▶ TO DO
Please retype, word for word, the stretch from the line containing "Identify the dry" through the end of the listing.

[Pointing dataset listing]

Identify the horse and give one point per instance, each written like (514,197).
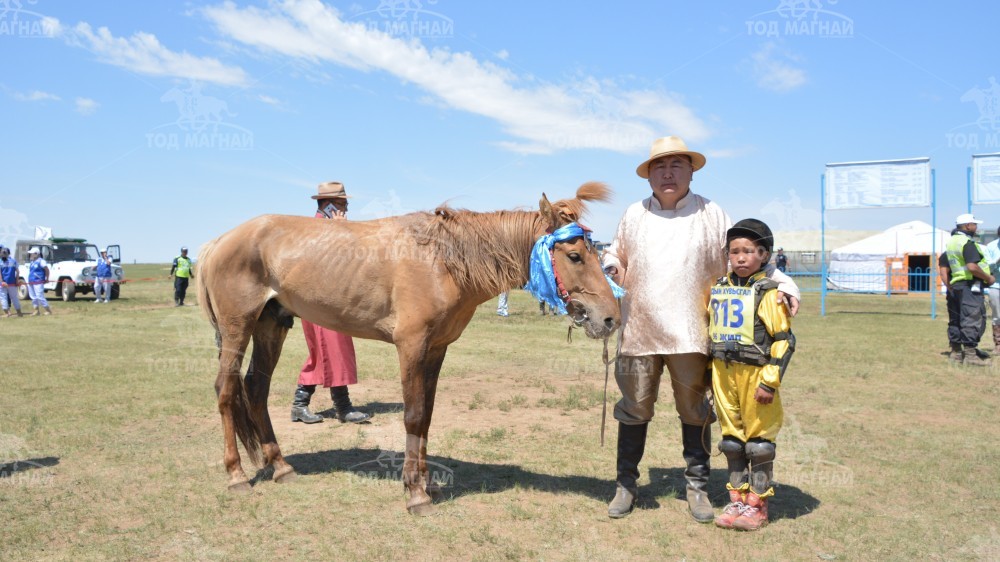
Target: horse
(413,281)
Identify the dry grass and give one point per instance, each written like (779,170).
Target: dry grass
(112,445)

▶ RESPONSE FOR THIS EXERCISE
Identify the dry grass and give one point per instance, each written like (779,170).
Target: dry grass
(112,445)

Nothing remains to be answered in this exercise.